#### Exercise passage
========================================

In the article, journalist Jim Carlton failed to discuss the myriad benefits that regular thinnings have on the overall health of our forests and their peripheral ecosystems, wildlife habitats, and the safety and economic wellbeing of the communities that border them. Indeed, the only controversial practice in this case was giving credence to fringe environmental groups that have no tangible experience in forest management.

As a Forest America rebuttal to the piece noted, the process of thinning has increased in national forests more than 34 percent over the last decade. Forest America adds, “A forest that’s not managed and allowed to grow unchecked crowds out wildlife and becomes a tinderbox, susceptible to forest fires that cost the U.S. government billions to fight each year, to say nothing of the billions in damage to public and private property. State and local governments that once relied on the proceeds from the sale of timber from sustainable forest management, where trees are thinned and replanted, have lost this revenue under pressure from environmental groups who believe trees should never be cut unless diseased.”

Importantly, Forest America also notes that private forestlands suffer fire damage at a much lower rate than public forests, which is due to proper forest management (including thinnings) performed by private landowners. Despite the logistical challenges of maintaining millions of acres of public forestlands, the US Forest Service also understands the value of thinning, which is why the practice has increased within national forests over the last decade.

========================================

#### Stored data
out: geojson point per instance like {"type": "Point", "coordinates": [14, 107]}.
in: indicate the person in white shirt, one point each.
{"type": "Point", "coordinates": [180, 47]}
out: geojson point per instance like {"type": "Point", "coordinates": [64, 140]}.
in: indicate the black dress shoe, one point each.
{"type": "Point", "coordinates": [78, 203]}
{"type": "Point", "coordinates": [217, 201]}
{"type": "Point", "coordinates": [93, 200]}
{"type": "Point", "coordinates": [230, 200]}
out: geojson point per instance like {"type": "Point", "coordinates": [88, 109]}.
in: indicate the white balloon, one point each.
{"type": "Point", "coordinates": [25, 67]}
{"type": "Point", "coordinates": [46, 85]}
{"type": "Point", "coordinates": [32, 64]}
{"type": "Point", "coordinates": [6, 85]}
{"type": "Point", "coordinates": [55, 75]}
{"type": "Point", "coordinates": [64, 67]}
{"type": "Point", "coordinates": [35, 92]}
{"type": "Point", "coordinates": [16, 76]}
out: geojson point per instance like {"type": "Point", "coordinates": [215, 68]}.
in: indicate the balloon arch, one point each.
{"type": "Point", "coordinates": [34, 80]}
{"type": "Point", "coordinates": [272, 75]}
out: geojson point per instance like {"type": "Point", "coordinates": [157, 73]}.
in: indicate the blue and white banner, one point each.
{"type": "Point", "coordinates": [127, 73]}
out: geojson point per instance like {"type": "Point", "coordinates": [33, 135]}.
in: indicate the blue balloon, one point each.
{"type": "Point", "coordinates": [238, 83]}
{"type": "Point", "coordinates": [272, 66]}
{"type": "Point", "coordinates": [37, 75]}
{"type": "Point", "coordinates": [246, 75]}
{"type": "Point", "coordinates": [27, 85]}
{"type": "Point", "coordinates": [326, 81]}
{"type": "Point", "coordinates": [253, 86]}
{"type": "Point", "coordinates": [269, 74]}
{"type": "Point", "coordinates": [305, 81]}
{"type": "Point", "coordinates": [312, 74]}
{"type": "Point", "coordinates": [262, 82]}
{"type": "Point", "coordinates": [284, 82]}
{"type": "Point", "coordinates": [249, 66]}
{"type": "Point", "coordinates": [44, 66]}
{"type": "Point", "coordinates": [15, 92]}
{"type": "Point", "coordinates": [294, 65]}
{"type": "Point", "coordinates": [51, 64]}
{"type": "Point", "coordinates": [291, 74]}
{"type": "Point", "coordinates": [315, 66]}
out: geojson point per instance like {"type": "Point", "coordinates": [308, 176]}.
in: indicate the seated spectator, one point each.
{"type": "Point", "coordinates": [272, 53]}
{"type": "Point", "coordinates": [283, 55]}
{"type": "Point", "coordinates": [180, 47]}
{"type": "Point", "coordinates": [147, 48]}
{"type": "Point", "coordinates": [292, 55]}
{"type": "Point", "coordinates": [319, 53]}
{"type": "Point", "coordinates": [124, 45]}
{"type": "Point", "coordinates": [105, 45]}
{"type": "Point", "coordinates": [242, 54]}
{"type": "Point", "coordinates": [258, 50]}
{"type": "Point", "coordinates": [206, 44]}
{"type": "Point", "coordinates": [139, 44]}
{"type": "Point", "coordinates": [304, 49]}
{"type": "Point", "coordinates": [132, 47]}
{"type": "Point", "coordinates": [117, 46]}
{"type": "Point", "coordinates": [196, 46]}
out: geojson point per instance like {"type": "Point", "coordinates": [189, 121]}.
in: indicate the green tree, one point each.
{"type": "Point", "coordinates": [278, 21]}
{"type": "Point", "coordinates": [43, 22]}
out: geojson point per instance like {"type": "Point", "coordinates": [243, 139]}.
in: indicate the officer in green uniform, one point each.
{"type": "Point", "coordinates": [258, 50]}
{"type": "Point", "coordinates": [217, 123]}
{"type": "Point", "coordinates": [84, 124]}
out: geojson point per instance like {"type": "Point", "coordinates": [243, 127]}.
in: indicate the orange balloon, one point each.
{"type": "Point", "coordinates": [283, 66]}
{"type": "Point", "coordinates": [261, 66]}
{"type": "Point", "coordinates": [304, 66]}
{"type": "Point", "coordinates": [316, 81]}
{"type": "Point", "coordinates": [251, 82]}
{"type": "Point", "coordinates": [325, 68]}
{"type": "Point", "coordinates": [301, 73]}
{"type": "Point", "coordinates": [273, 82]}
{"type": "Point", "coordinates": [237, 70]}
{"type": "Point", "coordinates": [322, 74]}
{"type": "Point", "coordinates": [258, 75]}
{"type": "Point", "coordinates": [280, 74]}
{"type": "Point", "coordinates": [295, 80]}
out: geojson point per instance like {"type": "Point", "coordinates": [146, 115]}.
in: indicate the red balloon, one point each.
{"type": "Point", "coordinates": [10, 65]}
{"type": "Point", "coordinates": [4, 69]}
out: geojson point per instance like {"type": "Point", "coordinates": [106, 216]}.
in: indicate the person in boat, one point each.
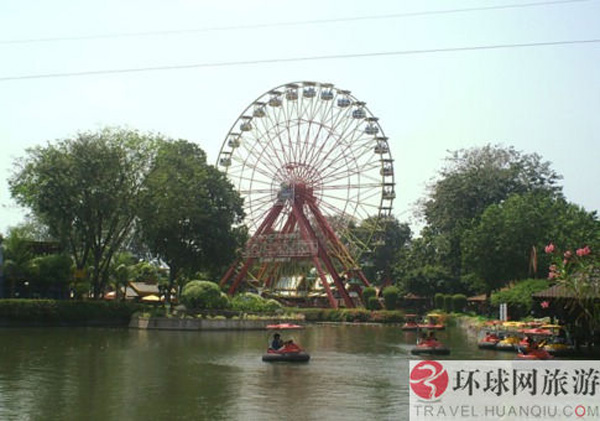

========================================

#### Work instruction 1
In the forest thinning passage, by how much has thinning increased in national forests over the last decade?
#### Work instruction 2
Condense the paragraph of the forest thinning passage that opens with "Importantly, Forest America also notes" into a shorter version that keeps its main facts.
#### Work instruction 3
From the forest thinning passage, set down the text starting at "Importantly, Forest America" and ending at "forests over the last decade.".
The items have no role in this work.

#### Exercise response 1
More than 34 percent.

#### Exercise response 2
Forest America notes that private forestlands burn at a much lower rate than public forests because private landowners manage them properly, including by thinning. Although public forestlands are hard to maintain, the US Forest Service values thinning and has increased it in national forests over the last decade.

#### Exercise response 3
Importantly, Forest America also notes that private forestlands suffer fire damage at a much lower rate than public forests, which is due to proper forest management (including thinnings) performed by private landowners. Despite the logistical challenges of maintaining millions of acres of public forestlands, the US Forest Service also understands the value of thinning, which is why the practice has increased within national forests over the last decade.